__Task brief__: An exact copy of every entry is the answer here, with no pictures.

__Source material__:
● ● ● ● ● ● ●

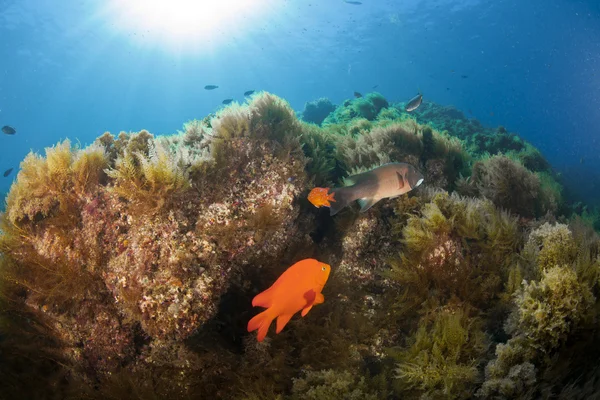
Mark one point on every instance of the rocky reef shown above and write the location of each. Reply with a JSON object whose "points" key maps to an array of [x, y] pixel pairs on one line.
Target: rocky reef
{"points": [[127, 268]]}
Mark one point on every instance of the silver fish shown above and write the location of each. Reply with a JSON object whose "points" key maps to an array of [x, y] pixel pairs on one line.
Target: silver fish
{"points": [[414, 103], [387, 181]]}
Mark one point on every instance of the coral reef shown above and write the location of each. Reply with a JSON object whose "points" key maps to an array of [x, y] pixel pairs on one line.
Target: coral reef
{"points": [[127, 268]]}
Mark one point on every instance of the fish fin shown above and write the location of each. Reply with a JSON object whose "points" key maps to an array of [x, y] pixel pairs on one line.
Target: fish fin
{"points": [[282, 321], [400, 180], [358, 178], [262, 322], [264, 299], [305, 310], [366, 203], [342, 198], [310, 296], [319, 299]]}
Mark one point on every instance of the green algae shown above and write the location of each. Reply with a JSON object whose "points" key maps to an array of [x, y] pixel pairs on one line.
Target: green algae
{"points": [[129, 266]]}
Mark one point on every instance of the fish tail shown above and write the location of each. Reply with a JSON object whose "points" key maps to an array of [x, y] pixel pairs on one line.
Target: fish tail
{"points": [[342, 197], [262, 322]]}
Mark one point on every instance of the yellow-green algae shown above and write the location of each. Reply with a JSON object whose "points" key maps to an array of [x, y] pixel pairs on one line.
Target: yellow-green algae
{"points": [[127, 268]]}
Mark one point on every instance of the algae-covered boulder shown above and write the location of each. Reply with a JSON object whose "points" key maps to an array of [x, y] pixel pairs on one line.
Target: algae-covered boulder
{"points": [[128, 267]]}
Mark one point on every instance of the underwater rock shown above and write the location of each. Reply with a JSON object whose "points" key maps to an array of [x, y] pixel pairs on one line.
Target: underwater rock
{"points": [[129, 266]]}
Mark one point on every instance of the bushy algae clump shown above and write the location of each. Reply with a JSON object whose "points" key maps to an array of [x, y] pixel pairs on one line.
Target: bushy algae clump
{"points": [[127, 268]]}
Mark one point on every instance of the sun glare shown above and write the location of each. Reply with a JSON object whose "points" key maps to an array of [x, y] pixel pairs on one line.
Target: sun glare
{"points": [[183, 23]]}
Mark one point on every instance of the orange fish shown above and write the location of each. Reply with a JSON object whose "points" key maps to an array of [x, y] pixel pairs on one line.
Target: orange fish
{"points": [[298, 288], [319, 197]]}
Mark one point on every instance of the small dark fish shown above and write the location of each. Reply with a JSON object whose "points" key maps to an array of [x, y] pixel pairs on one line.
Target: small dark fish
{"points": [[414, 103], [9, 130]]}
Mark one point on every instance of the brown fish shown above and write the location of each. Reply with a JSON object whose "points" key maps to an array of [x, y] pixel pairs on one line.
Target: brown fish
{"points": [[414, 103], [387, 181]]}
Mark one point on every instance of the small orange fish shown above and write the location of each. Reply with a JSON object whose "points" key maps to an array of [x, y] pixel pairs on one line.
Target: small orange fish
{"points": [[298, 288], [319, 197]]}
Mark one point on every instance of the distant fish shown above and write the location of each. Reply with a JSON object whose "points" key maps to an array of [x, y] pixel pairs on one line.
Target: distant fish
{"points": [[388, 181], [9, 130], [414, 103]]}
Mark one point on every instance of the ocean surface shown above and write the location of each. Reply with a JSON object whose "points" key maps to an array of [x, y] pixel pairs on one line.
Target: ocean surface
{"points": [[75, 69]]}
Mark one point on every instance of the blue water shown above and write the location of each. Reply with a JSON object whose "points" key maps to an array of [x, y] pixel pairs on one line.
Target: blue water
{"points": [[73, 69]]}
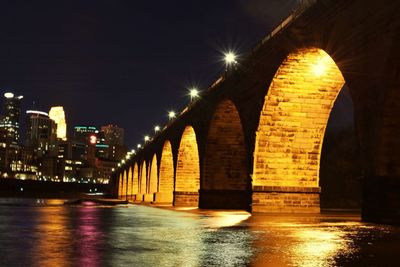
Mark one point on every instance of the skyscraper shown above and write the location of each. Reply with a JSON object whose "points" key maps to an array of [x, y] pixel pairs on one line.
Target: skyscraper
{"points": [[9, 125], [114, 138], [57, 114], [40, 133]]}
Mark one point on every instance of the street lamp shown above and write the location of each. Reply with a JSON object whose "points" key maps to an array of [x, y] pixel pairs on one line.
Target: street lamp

● ● ● ● ● ● ●

__Answer section__:
Mark one point on every instance of the rocky reef shown above and write the location of each. Reply with a JSON object whose "points" key maps to an array of [x, y] pixel pairs on one line.
Target: rocky reef
{"points": [[127, 268]]}
Mark one point on every instance of the silver fish shown above and write the location of each. Reply with a JSON object whose "points" key maps to an array of [x, y] pixel pairs on one line.
Target: silver fish
{"points": [[414, 103], [387, 181]]}
Mark one point on every instance of the coral reef shown above and write the location of each. Reply with a JSON object whose "points" key maps to an array of [x, y] pixel pairs on one line.
Target: coral reef
{"points": [[127, 268]]}
Mark one point on every instance of the fish fin shown above and write the location of each. Reply with a JSON object whose "points" key maps to an array of [x, y] pixel pairs on one line.
Target: fish fin
{"points": [[282, 321], [400, 180], [358, 178], [262, 322], [264, 299], [305, 310], [366, 203], [342, 198], [310, 296], [319, 299]]}
Mark one point on every instance of the green algae shown above and write the location of each. Reply with a JSON object whose "points" key maps to an array of [x, y] pixel pairs on one line.
Target: green algae
{"points": [[129, 266]]}
Mark one point on every instance of the fish tail shown above and write the location of each. Reply with a JSON object whose "points" key maps to an array of [x, y] pixel pairs on one line.
Target: fish tail
{"points": [[342, 197], [262, 322]]}
Mark one point on every instance of the yellow-green algae shown above and write the location of each. Reply with a JSON object whose "points" key maps to an array of [x, y] pixel pairs on one line.
Target: yellow-green algae
{"points": [[127, 268]]}
Mark one point on every instance of the algae-covered boulder shown above and write the location of each. Reply with a JSON object whose "points" key maps to an array of [x, y] pixel pairs on one line.
Target: algae-covered boulder
{"points": [[128, 267]]}
Mark one point on every instance of the underwater rock shown above and write the location of each. Reply with a JSON object whose "points" key maps to an array of [x, y] pixel pairs on one line.
Target: underwater rock
{"points": [[129, 266]]}
Mark one point on every instance of the bushy algae clump shown above and write the location of each. Reply with a JSON object whose "points" key maps to an array of [x, y] pixel pairs on one line.
Target: bushy algae clump
{"points": [[127, 268]]}
Mark one point on every instance of the sun glare shown above and write the location of each. Reply with a JSON object whose "points" key maps to an array of [x, y] pixel pairs on one line.
Target: sun glare
{"points": [[183, 23]]}
Mark one point on every instance of the orange fish shown above and write the location of each. Reply with a JSON object whose "points" key maps to an array of [x, y] pixel pairs on one line.
Target: orange fish
{"points": [[298, 288], [319, 197]]}
Mark one point on every instance of the small dark fish shown above and write the location of each. Reply with a JSON object whose "points" key maps to an array of [x, y] pixel pairs on one line.
Target: small dark fish
{"points": [[414, 103], [9, 130]]}
Mark one point on every instance of the brown fish shown above and write the location of each. Reply with a JSON object whose "points" key maps to an array of [x, y] pixel pairs on one line.
Target: brown fish
{"points": [[414, 103], [387, 181]]}
Mark one point on every instance of the small orange fish shown above and write the location of each. Reply with a JSON object whose "points" key maps to an array of [x, y] pixel pairs on one line.
Target: small orange fish
{"points": [[298, 288], [319, 197]]}
Mark one point on every instance of the distant fish shown above and write the location of each. Reply with a JSON object whose "points" key maps to an array of [x, y] pixel pairs on one line.
Target: distant fish
{"points": [[388, 181], [9, 130], [414, 103]]}
Mark one point on every instance of the ocean surface shown above and write the location of each. Reply with a JSON object whose "points" key maps to an array of [x, y] pixel pairs on one line.
Target: ocean surface
{"points": [[75, 69]]}
Mark one point on every instance of the blue water shown above and write the location of each. Reply with a JSON object whose "points" key maps to an array of [x, y] pixel pairs on one line.
Target: blue water
{"points": [[73, 69]]}
Mark one point on every instance of the skyscraper shown above and write the location of each. Reply with a JSON object whose "points" key maps to an array of [x, y] pixel pairs on one line.
Target: skyscraper
{"points": [[9, 125], [114, 138], [57, 114], [40, 133]]}
Mark one point on every instance of the street lamp shown above and write the location of each. Reply with a JSON object whose "points" key maps to an array of [x, y] pixel pairs on one line.
Target: street lamp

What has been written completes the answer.